## [Directive]
List the lines of the material below as a numbered list, from the start through the line containing "Could you please", skipping any blank lines.

## [Records provided]
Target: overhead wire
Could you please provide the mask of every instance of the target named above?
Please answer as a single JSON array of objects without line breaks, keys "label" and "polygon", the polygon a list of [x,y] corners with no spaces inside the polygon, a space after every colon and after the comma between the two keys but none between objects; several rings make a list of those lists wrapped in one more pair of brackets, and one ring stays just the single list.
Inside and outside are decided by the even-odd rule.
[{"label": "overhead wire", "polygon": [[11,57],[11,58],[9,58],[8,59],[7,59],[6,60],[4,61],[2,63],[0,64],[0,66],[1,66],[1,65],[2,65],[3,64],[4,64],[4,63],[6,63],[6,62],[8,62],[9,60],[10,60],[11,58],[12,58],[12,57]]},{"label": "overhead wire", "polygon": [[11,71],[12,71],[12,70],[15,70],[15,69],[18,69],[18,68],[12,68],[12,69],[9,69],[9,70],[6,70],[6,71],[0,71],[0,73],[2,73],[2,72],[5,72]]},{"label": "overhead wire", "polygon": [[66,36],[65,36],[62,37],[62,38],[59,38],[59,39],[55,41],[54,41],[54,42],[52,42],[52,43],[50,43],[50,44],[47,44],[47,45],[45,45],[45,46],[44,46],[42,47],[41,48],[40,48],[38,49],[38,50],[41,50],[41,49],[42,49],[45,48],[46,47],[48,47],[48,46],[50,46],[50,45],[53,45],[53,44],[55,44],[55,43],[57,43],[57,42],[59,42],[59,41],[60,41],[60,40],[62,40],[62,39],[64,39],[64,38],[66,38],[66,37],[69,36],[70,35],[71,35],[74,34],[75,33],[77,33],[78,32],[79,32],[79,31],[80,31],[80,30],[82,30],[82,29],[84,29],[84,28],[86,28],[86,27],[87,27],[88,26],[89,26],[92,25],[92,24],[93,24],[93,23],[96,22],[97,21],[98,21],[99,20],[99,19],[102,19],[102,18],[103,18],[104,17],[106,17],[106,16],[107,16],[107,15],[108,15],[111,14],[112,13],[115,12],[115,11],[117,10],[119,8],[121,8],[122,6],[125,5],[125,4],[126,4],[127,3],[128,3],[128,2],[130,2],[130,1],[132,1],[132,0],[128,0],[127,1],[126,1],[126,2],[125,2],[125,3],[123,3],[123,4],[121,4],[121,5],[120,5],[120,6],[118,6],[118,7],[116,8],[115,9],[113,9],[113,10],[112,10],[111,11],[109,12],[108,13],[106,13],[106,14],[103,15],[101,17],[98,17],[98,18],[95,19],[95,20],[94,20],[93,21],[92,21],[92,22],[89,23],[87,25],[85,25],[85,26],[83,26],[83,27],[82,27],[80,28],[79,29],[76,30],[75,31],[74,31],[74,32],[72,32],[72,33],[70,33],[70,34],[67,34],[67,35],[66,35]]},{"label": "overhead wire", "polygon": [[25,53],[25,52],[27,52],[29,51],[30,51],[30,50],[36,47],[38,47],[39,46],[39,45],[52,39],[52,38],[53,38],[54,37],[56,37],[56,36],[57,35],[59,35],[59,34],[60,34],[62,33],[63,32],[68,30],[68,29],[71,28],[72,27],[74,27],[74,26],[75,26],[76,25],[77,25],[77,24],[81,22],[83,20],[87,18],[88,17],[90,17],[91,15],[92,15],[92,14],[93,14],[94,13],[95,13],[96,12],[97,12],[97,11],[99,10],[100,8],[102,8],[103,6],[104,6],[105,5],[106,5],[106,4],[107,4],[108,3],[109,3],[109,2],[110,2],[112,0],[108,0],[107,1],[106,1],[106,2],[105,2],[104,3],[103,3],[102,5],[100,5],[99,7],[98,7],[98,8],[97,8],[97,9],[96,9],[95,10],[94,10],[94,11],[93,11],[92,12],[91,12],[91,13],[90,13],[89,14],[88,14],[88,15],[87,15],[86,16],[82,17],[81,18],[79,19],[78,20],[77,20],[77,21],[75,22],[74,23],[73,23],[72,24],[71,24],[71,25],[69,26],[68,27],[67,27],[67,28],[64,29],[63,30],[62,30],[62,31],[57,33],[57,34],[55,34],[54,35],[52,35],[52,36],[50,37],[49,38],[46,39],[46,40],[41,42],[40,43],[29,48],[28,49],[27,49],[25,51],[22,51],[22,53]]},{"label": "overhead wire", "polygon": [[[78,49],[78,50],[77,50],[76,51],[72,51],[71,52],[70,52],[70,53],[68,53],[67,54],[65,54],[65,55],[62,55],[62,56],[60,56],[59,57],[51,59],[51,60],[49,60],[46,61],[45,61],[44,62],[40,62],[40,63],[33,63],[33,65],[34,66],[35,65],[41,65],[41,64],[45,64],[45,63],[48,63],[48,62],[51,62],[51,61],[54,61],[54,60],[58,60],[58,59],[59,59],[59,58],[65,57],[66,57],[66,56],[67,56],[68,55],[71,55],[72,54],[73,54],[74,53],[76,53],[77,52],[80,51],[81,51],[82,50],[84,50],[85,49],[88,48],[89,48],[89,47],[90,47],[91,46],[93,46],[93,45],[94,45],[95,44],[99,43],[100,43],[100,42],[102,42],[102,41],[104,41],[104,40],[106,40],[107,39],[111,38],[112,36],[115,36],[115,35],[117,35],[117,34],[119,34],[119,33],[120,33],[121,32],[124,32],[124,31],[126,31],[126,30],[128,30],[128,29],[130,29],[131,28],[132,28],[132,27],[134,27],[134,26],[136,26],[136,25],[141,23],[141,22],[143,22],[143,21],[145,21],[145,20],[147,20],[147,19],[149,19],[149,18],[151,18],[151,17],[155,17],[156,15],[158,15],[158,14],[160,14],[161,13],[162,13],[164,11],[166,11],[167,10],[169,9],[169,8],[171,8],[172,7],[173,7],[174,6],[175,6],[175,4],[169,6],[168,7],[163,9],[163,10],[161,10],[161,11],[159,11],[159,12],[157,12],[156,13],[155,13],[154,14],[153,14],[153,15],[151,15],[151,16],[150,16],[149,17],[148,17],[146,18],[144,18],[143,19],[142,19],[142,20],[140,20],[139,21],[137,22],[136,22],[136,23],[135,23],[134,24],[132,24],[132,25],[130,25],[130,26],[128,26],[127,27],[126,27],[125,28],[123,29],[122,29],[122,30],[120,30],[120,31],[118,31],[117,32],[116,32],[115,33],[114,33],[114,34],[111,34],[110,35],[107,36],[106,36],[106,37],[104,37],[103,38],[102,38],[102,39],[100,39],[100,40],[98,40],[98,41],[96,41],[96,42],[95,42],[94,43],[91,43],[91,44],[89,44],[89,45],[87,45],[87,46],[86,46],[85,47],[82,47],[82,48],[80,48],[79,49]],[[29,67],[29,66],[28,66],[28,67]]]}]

## [Written response]
1. Target: overhead wire
2. Could you please provide the mask of every instance of the target named above?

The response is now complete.